* _REQUIREMENT_
Find the word "below" in the data. Return every line where it appears.

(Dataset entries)
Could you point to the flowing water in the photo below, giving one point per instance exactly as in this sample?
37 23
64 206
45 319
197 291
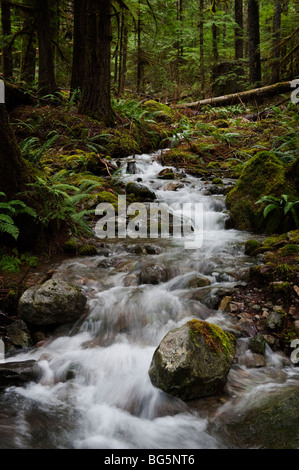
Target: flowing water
95 392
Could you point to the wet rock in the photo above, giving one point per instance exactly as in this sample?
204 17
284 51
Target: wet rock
275 320
198 281
224 304
252 360
132 168
140 191
257 344
18 335
173 186
17 374
153 274
52 303
193 361
166 174
269 421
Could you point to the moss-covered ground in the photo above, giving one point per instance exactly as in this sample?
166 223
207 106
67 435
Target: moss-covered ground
259 159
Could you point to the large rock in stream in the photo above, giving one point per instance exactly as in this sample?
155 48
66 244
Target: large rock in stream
18 374
52 303
193 361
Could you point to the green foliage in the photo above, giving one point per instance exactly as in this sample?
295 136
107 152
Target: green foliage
9 210
13 262
33 150
283 211
60 202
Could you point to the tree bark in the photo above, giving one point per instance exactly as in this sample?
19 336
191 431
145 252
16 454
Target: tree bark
7 60
255 72
256 94
14 173
79 48
276 41
96 96
239 42
47 81
123 47
201 45
29 46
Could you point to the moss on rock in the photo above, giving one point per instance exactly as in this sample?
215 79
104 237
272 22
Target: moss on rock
264 174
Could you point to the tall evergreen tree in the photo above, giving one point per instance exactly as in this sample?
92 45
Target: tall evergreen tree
239 42
255 72
7 61
96 95
276 40
79 47
47 80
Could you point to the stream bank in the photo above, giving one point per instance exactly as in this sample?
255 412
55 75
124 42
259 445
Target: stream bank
95 390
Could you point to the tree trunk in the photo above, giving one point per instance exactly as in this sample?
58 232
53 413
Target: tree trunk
257 94
7 61
276 40
79 48
255 73
239 42
201 45
14 173
214 37
123 55
29 45
139 52
47 81
96 96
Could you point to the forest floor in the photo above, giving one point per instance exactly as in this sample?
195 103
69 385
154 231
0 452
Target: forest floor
212 144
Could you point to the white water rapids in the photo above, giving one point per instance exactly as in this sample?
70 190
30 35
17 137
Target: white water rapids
95 392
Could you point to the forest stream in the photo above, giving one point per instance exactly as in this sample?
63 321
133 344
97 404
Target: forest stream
96 393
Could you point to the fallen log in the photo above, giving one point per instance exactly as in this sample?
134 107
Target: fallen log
257 94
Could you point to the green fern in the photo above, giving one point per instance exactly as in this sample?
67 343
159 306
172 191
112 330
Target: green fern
60 202
10 209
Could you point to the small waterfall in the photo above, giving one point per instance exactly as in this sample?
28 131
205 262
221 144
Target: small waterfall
95 392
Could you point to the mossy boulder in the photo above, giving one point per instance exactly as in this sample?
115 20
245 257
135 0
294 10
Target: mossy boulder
270 421
140 191
251 246
88 250
263 174
70 246
161 111
193 361
52 303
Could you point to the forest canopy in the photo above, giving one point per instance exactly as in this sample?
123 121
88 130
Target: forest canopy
171 50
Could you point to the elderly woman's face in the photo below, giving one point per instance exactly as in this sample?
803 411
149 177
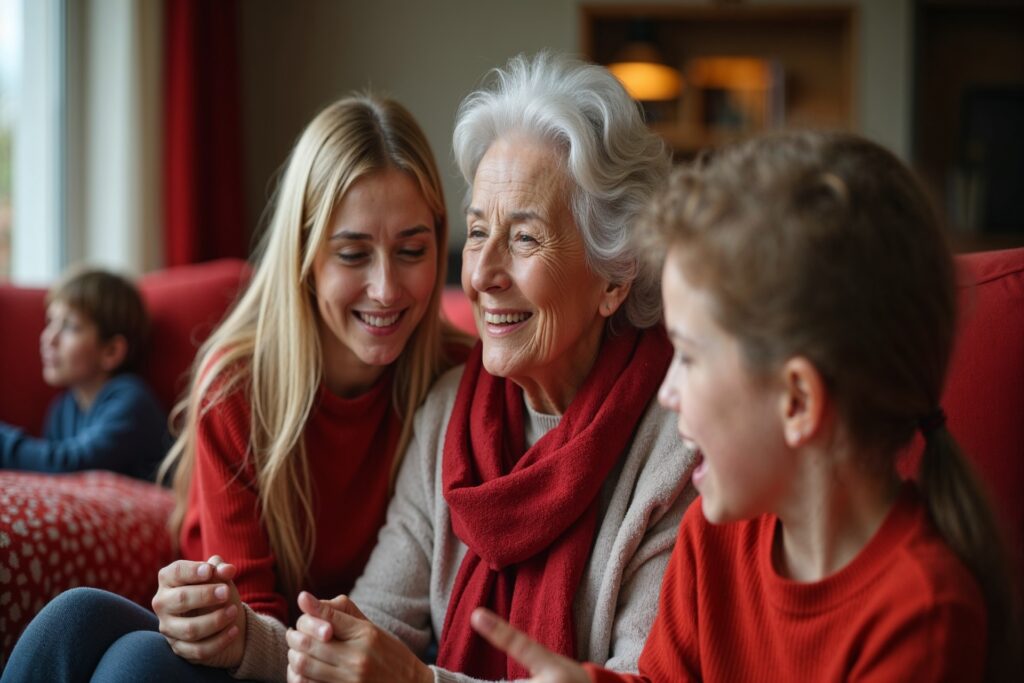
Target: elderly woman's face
538 305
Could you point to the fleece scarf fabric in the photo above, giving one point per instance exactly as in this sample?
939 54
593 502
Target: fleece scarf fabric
528 516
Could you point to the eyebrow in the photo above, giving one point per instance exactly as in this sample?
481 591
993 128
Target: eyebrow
408 232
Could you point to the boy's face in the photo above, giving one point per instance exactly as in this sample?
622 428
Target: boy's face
72 351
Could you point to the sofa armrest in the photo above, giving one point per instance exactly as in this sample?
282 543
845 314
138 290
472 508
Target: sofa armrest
89 528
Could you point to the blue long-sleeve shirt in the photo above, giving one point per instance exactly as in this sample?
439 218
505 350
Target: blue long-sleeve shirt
124 430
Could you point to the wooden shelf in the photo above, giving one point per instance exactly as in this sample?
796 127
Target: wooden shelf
814 46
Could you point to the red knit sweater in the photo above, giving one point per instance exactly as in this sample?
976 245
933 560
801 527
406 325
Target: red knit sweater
904 609
349 445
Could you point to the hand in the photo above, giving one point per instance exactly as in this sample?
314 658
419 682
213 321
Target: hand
334 641
543 665
201 613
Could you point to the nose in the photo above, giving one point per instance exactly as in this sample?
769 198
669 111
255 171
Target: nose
487 271
383 286
48 336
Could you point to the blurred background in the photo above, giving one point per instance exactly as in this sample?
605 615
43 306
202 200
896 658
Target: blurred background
139 134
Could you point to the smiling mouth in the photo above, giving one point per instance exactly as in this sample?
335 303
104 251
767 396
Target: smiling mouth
379 321
506 318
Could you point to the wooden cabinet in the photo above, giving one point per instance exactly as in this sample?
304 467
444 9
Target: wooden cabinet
811 51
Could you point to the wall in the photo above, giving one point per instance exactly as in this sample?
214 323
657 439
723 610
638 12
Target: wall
297 57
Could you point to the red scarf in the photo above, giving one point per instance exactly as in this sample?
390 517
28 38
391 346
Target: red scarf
528 517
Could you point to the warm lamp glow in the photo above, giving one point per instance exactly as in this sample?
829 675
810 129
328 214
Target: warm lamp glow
647 81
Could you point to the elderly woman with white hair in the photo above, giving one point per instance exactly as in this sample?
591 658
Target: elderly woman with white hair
543 481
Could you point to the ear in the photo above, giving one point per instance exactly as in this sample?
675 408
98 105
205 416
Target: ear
113 352
803 403
612 298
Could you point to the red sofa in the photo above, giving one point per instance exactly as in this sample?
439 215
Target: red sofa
93 528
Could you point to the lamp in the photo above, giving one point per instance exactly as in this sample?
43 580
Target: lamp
642 71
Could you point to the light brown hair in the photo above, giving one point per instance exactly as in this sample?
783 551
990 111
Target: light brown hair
112 303
824 246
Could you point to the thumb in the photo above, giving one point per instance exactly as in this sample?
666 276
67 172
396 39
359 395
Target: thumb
536 657
337 613
344 604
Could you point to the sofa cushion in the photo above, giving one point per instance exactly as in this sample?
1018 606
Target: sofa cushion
89 528
984 397
185 304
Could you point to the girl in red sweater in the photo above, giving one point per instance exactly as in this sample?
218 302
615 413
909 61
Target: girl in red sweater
299 408
810 297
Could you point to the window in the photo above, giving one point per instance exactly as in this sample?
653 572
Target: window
32 104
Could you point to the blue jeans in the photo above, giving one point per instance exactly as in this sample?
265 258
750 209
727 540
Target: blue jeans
86 634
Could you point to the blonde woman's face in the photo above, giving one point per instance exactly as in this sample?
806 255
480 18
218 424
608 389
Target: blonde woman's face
373 278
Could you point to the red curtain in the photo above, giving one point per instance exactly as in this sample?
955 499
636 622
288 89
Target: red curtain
203 205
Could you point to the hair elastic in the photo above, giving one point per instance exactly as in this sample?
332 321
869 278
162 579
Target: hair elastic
932 421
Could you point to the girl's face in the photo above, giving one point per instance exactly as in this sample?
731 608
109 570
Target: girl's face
373 278
733 416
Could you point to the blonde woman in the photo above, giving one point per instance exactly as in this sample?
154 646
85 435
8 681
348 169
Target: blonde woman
295 414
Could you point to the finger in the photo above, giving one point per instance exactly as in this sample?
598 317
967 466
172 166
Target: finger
223 569
345 604
328 652
309 604
314 627
515 643
186 598
311 668
204 649
195 629
183 572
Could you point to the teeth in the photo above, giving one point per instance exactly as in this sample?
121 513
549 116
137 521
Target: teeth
379 321
504 318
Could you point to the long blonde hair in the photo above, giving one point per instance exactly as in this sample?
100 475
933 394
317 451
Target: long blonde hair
268 343
825 246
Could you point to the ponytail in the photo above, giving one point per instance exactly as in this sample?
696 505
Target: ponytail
960 510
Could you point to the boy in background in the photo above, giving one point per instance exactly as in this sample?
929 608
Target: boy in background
108 418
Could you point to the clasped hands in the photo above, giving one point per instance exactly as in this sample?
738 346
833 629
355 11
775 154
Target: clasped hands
201 613
333 641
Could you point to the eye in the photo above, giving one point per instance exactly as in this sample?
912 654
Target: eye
413 253
682 359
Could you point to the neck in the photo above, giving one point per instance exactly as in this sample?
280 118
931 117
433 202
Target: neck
551 389
835 509
85 394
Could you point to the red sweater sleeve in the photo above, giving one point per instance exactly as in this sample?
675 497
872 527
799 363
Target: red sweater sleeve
224 501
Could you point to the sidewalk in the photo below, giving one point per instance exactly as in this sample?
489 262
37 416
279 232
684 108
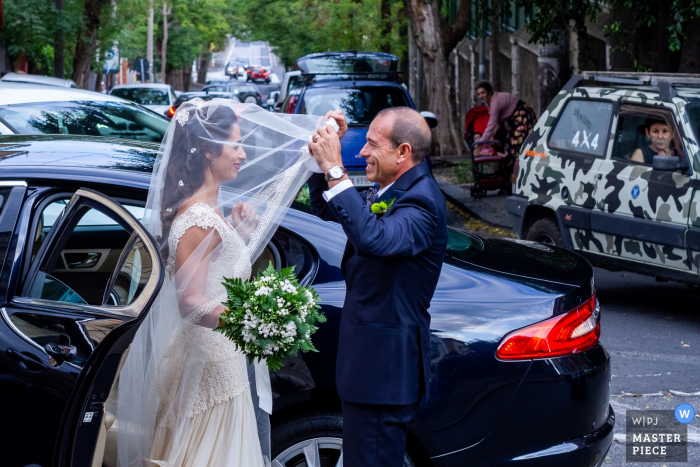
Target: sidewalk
490 209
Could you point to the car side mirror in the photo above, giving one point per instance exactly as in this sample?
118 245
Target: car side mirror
429 118
666 163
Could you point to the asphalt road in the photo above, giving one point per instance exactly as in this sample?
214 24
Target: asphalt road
257 53
652 332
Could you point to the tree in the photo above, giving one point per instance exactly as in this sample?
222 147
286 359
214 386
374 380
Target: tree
435 40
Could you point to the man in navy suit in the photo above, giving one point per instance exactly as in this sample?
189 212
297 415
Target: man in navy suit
397 235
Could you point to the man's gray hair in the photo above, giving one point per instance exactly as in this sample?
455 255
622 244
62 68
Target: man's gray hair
411 128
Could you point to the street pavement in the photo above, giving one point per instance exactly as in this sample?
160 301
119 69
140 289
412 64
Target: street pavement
651 330
257 53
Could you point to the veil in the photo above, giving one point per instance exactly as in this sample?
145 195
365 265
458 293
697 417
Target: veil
163 375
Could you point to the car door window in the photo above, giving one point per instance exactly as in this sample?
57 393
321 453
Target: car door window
93 258
636 126
583 126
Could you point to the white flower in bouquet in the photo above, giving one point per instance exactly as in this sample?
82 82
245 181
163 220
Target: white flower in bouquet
271 316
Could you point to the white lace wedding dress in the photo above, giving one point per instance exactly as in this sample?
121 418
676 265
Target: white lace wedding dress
219 413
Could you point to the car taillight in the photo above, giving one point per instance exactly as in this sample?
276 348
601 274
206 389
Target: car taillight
566 334
291 104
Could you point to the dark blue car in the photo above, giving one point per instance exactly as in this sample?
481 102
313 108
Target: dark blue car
361 84
518 376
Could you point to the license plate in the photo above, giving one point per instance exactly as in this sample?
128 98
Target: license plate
360 180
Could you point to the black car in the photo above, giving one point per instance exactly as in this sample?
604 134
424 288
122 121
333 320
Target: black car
248 93
517 370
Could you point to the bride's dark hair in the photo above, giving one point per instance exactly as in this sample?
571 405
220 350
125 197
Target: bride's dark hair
203 131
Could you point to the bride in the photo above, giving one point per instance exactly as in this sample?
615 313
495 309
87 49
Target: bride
224 176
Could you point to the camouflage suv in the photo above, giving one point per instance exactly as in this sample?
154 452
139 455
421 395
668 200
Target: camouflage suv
612 170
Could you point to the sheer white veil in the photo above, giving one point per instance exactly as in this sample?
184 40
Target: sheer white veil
276 166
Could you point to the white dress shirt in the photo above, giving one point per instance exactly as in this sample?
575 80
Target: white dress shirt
344 185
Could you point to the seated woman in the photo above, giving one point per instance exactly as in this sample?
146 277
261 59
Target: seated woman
485 149
661 136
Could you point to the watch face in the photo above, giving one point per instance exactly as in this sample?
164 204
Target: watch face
336 172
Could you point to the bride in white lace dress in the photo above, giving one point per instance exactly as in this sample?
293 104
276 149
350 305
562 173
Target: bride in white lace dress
184 393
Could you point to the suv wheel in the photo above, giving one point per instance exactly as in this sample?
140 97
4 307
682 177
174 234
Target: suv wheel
311 439
545 231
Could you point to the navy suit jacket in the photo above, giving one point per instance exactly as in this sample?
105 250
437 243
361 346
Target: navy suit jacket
391 267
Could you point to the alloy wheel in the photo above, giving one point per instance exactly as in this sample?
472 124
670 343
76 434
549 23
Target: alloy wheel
314 452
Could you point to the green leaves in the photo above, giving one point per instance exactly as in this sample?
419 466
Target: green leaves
271 316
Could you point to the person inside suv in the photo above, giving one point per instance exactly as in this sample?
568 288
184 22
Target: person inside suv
661 136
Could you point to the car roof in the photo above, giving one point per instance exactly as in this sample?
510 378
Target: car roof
142 85
24 93
348 83
38 79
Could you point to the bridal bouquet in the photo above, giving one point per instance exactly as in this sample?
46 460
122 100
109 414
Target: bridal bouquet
271 316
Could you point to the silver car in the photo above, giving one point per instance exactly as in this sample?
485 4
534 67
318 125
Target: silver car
37 79
40 109
155 96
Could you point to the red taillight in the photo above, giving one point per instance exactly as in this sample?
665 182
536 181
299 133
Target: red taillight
566 334
291 104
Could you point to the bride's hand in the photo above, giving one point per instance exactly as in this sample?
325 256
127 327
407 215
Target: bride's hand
339 118
239 212
244 219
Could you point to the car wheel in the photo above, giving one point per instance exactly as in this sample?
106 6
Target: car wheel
311 439
545 231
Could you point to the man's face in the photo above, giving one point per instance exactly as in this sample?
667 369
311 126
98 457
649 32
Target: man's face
380 153
660 136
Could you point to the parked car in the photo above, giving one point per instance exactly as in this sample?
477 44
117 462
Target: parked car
248 93
40 109
361 84
257 73
155 96
237 67
580 185
514 328
37 79
207 96
292 79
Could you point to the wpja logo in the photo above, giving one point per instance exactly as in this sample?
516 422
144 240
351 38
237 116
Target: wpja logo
658 435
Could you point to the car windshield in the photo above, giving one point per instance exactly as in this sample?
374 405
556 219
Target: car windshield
113 119
143 96
359 104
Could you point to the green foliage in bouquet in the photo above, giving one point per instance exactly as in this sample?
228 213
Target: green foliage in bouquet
271 316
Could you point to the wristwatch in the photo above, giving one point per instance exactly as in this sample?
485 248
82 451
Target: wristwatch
335 172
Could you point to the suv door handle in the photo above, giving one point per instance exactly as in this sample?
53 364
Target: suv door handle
61 352
25 362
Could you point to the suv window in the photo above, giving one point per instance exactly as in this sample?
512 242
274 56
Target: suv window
583 126
360 104
633 132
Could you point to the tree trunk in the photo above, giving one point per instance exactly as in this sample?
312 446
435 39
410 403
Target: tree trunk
87 44
203 66
495 52
58 47
385 15
425 24
164 47
690 60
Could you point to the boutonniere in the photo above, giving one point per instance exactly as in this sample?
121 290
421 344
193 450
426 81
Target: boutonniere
382 207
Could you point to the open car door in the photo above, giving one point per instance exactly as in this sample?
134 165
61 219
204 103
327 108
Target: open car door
71 340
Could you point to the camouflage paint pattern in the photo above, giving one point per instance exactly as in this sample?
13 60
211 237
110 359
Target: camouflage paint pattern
624 188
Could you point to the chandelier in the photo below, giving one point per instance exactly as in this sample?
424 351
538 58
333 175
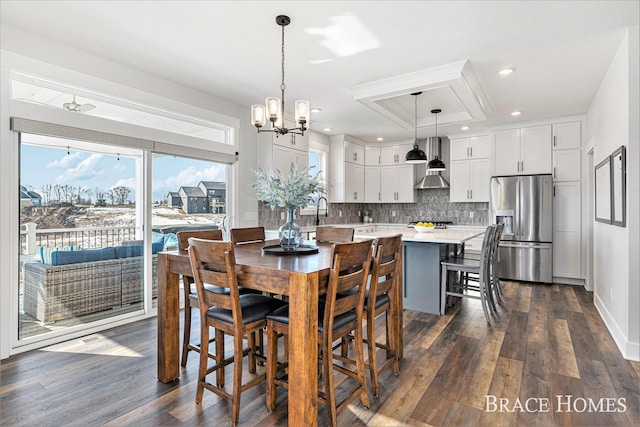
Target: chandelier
273 110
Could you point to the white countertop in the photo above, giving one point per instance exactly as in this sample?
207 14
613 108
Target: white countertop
447 235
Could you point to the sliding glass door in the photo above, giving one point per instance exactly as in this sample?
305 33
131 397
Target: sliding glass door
81 242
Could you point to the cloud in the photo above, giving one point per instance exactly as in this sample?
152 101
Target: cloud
68 161
88 168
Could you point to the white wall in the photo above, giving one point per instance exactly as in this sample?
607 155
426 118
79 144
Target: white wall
33 55
612 121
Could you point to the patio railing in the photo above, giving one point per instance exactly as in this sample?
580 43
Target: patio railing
31 238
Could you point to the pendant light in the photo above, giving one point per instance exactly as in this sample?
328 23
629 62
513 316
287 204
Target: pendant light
273 110
416 155
436 164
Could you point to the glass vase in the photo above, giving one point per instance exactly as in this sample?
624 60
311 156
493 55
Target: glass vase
290 233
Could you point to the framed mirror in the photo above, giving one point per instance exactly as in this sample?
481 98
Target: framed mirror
619 187
603 191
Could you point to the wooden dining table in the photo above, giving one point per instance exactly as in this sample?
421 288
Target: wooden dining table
300 277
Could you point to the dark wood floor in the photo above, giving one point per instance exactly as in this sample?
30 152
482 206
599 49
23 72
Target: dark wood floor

* _REPLY_
Could you point to the flowing water in the photo below, giving one point per instance exactly as in this sample?
Could you point to the elderly woman's face in the photo below, giving one point per instance exactly as in this sample?
Could you point to the sidewalk in the photo below, giving one point per instance exactly as in this sample?
Could you point to the chandelier in the photo below, giving one point per instance exactly as in this sample?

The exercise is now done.